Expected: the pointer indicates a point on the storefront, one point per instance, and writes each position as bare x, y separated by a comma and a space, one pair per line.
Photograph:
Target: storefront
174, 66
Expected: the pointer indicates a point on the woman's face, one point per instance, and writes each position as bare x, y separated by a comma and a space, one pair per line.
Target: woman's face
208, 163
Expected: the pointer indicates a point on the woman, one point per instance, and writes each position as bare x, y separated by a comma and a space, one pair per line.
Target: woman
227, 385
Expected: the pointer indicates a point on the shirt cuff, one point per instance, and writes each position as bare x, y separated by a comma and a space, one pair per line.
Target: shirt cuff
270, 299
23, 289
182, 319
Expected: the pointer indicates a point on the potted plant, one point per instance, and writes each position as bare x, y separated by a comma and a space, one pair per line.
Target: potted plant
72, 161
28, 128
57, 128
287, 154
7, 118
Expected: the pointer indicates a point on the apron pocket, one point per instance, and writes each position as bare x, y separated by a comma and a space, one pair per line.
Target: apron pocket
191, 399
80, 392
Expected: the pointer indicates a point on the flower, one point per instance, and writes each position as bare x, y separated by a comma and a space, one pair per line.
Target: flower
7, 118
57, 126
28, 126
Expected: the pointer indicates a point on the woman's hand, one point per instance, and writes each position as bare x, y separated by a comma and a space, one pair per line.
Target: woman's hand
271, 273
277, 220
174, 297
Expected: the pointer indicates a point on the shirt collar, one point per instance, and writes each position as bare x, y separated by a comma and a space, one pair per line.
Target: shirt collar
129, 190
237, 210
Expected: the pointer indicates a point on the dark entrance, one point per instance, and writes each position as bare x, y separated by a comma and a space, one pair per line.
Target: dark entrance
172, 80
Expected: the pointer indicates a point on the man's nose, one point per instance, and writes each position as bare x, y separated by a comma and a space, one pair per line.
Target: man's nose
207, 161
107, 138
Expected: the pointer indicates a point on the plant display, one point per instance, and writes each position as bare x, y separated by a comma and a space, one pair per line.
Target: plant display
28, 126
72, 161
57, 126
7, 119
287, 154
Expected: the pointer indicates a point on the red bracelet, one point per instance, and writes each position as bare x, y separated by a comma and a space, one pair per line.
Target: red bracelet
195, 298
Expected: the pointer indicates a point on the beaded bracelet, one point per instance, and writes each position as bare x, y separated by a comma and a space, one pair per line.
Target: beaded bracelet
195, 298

...

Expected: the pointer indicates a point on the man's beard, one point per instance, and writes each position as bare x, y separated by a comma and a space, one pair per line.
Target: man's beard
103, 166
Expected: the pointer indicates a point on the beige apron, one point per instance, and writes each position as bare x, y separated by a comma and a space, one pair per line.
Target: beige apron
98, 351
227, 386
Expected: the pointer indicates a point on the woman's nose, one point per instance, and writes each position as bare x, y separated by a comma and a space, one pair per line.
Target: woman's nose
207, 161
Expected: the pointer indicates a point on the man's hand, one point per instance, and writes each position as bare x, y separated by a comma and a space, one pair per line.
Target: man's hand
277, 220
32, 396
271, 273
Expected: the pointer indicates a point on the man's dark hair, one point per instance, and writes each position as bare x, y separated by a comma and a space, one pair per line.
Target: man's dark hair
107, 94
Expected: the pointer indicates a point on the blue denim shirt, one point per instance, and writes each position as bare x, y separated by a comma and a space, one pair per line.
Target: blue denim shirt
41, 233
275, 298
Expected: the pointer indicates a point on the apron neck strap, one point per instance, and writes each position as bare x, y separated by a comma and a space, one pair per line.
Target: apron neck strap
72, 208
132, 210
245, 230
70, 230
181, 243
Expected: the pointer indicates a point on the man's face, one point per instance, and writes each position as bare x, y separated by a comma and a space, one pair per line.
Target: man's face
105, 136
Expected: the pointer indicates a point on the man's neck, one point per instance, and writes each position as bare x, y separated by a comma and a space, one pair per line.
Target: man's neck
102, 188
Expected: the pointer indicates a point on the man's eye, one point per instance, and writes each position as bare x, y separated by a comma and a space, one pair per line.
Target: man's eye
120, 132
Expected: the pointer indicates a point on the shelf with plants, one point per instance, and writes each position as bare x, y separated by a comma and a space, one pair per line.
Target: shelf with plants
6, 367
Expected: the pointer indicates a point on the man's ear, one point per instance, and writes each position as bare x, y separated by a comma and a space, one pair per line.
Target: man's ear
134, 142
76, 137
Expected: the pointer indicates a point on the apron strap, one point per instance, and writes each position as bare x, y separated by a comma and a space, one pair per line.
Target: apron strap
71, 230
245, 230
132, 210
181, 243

● TASK TO CARRY OUT
Reproduce word for word the material above, starting with the line that has "Expected: the pointer indicates a point on the woman, one" and stopping after the line that has "Expected: the pointer indicates a point on the apron pocket, one".

● FINAL ANSWER
Expected: the pointer indicates a point on the woman, one point per instance, and writes each position as bare x, y separated by a comma and a space, one pair per line.
Target: woman
227, 385
Expected: the pointer indicates a point on the shirt cuff, one point per instance, and writes each position as bare x, y separated by a comma and a space, one pair per line.
Target: shirt cuff
270, 299
23, 289
182, 319
Expected: the pointer indicates a point on the potted plant, one point per instance, and writes each position as bare x, y separated by a comma and a space, one pair per line.
Target: potted plant
72, 161
28, 128
57, 128
287, 154
7, 118
Expected: the pointer indicates a point on the apron pocket, one point per instance, and writes each position as bare x, y separated by a comma and a space, one pair per line.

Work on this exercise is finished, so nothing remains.